▶ **TEXT SECTION**:
_ _ _ _ _

GSp is the man - too aggressive for hughes and too precise with the strikes.....KO of hughes...Go GSP !!!

Sylvia won decision over Monson, Monson tried but could get inside the reach too often.


----------



## brownpimp88

Fletcher said:


> 2 shots to the nuts and it's called unintentional one shot is unintentional. brutal way to become the champ I would be ashamed if I was gsp


Shut up before you see the fight man, don't take this moment away from GSP.


----------



## Surfer_0x1

Fletcher said:


> 2 shots to the nuts and it's called unintentional one shot is unintentional. brutal way to become the champ I would be ashamed if I was gsp


Shut the F*ck up you retard, he was given all the time in the world to recover. He was getting raped even before the accidental. Hughes probably wanted to get kicked in the nuts anyways, so some idiot fans can make excuses for him, because he knows GSP is too much for him, even on the first fight.


----------



## Fletcher

Fletcher said:


> 2 shots to the nuts and it's called unintentional one shot is unintentional. brutal way to become the champ I would be ashamed if I was gsp


whats next from the wwe I mean ufc, your corner attempts to throw in the towel but tosses in the bell instead knocking out liddell and ortiz becomes the champ can't wait


----------



## milesmeow

I can't wait to see a video of the fight. I was hoping that GSP's speed and agility would give him the advantage.


----------



## djhillbilly

I couldn't imagine even taking one shot to the nads by GSP, that had to have something to do with the loss~ come on!!!


----------



## hughesSucks

HELL YEA!! GSP~!! finally a canadian champion take you're ass to the farm you fu k in bi t ch a s s farm boy!


----------



## Wombatsu

Also, Hardonk beat Prendergast with a chopping leg kick.


----------



## luisdalpont

what is the deal with the sylvia fight


----------



## Mathias420

HEEEEEEELLLLLLLL YEAH GSP!! GSP!! GSP!!
Good stuff st-pierre, ill be in MTL for the title defence!!!


----------



## abe_froman

GSP's win should fuel some controversy and make for a much anticipated rubber match. When is Grace going to return to the octagon??


----------



## Flatliners01

mandydiva said:


> quit being a sore loser......


I agree. People take this $hit way too seriously. He lost. Suck it up & move on.


----------



## mandydiva

Fletcher said:


> whats next from the wwe I mean ufc, your corner attempts to throw in the towel but tosses in the bell instead knocking out liddell and ortiz becomes the champ can't wait


go cry and get it over with, please


----------



## Wombatsu

Monson only one the 3rd round, Tim dominated the rest of the fight. Tims sprawl was very good. Very nearly got choked out at one point but that was the only chance he had. Tim used the reach to dominate with strikes. Monson tried but couldnt pull it off.

_ _ _ _ _

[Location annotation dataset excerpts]
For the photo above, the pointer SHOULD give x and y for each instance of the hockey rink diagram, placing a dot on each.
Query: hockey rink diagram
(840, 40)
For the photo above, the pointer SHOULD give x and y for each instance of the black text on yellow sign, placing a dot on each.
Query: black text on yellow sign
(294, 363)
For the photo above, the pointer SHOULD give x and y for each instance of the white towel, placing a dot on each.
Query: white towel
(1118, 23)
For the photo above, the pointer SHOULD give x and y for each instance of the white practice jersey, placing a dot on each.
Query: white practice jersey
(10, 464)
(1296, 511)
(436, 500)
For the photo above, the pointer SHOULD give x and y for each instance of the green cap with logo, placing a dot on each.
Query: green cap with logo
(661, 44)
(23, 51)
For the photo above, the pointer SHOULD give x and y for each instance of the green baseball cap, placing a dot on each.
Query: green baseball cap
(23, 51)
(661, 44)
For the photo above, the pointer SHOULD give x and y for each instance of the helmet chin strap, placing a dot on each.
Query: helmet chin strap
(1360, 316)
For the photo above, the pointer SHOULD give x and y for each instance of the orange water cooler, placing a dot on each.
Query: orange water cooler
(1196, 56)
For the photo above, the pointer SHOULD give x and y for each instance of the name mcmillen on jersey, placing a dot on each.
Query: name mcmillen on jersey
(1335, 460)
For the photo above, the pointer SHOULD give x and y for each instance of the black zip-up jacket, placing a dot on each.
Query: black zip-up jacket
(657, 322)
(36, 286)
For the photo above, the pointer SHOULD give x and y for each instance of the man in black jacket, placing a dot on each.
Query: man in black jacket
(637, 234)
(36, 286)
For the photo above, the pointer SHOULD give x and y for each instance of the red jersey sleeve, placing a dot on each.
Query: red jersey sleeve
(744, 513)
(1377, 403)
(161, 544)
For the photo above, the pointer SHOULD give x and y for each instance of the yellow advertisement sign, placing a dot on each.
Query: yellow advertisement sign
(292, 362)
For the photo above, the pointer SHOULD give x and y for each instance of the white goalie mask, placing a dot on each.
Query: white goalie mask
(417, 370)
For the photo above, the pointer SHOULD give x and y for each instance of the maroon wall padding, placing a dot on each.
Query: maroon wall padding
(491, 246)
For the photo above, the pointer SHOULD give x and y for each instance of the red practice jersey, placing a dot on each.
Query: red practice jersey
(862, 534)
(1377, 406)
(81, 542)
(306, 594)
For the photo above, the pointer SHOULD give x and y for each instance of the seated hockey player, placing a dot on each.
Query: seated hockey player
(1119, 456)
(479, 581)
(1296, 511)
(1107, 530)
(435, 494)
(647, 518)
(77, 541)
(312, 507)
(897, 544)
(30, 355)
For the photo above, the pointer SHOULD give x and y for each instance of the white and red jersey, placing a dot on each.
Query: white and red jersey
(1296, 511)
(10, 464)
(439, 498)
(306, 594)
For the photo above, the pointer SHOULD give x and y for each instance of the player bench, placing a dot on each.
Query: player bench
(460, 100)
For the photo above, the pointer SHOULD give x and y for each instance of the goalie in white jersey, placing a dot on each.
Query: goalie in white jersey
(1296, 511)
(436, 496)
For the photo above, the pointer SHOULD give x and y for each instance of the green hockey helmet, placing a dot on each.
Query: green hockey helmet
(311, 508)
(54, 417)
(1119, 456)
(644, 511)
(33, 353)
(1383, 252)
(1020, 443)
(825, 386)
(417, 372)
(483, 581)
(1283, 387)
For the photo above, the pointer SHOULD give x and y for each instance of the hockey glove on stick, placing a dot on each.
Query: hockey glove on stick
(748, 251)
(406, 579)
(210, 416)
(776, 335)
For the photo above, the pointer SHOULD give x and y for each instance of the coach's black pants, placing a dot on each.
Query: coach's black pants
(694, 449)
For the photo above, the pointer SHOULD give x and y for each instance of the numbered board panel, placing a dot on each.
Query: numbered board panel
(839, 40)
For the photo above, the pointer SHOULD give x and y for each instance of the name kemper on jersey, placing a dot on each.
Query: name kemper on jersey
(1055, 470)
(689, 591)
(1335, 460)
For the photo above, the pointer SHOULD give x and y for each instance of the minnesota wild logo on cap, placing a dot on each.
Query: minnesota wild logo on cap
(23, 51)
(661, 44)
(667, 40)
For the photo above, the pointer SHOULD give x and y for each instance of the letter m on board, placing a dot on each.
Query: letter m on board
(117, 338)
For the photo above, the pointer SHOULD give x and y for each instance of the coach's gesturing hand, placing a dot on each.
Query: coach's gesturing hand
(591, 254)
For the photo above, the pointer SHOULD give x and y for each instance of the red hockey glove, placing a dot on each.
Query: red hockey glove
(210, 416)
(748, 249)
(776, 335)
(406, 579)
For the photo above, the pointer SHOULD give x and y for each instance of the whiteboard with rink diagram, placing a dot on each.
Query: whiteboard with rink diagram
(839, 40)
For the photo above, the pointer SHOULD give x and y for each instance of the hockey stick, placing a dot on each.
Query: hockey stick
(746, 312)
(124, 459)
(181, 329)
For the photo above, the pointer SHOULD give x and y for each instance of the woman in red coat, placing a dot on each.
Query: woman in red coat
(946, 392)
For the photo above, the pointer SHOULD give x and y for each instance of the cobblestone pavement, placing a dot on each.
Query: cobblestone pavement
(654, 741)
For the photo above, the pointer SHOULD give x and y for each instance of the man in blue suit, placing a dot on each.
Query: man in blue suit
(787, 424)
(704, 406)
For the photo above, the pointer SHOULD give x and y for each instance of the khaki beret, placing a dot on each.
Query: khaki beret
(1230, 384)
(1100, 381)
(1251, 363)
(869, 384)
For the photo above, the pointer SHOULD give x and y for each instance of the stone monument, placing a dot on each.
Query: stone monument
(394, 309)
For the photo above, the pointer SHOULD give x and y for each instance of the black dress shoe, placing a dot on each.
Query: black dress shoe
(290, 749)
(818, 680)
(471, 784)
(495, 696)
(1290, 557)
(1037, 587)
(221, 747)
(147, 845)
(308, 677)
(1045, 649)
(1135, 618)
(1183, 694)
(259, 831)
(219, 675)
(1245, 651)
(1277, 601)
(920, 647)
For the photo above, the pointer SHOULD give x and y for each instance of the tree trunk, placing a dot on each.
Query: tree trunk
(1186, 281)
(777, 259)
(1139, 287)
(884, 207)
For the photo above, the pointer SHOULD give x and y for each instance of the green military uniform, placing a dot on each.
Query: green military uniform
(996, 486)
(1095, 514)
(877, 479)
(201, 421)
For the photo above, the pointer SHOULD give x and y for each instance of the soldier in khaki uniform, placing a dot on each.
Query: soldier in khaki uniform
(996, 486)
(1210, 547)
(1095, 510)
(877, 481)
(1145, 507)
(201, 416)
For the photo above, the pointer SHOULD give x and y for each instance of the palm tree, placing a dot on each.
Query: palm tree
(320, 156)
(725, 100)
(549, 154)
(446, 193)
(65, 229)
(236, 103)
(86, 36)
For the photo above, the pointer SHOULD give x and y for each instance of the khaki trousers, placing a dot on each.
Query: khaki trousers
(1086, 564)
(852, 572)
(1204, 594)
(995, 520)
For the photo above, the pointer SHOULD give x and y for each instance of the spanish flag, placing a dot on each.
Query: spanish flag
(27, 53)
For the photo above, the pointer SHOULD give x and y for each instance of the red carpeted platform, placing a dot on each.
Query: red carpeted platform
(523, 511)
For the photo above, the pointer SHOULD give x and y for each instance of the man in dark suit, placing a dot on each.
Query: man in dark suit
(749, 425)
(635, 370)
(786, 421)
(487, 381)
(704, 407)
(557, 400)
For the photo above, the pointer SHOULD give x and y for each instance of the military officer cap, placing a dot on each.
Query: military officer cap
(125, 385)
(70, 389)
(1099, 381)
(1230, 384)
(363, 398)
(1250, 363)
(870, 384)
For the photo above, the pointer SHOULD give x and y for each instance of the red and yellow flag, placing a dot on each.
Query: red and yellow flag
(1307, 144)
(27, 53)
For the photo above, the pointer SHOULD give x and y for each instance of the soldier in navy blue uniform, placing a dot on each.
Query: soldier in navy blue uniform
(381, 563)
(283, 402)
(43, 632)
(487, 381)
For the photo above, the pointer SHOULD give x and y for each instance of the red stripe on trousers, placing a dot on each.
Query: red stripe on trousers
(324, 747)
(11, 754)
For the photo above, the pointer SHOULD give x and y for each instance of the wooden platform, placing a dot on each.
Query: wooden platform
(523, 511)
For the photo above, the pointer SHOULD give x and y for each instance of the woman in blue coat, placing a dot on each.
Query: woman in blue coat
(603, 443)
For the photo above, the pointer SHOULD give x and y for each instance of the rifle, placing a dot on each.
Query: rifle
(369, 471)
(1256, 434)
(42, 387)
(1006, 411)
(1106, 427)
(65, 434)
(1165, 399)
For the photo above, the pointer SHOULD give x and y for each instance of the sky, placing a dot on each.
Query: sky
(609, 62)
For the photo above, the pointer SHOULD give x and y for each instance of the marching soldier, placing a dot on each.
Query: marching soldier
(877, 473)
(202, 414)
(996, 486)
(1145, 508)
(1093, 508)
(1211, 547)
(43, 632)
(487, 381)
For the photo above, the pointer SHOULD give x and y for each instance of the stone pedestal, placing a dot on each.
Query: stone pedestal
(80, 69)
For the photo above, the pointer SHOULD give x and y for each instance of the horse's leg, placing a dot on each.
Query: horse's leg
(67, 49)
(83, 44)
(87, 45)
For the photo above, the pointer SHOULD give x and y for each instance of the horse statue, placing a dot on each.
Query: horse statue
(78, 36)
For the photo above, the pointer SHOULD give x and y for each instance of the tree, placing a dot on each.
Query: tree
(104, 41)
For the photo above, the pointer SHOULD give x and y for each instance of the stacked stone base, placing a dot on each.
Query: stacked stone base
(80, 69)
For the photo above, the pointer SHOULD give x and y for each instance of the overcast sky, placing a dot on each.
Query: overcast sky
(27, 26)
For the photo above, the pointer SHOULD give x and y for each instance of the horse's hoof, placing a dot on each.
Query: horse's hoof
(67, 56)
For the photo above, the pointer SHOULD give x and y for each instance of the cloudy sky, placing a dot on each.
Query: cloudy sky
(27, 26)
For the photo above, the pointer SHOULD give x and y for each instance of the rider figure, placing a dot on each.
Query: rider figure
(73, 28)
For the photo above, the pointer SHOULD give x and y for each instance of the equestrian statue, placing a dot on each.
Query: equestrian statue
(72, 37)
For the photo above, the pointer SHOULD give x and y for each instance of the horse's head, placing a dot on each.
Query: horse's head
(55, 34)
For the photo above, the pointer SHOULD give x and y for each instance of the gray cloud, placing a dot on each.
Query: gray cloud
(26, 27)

_ _ _ _ _

▶ **SET PROBLEM 1**: In the fight thread, whom did Hardonk beat, and with what strike?
▶ **SET PROBLEM 2**: Display each line of the rows that contains the word "pavement".
The fight thread and the rows are unrelated material.

▶ **CORRECT RESULT 1**: Hardonk beat Prendergast with a chopping leg kick.

▶ **CORRECT RESULT 2**:
For the photo above, the pointer SHOULD give x and y for each instance of the cobblestone pavement, placing a dot on each.
Query: cobblestone pavement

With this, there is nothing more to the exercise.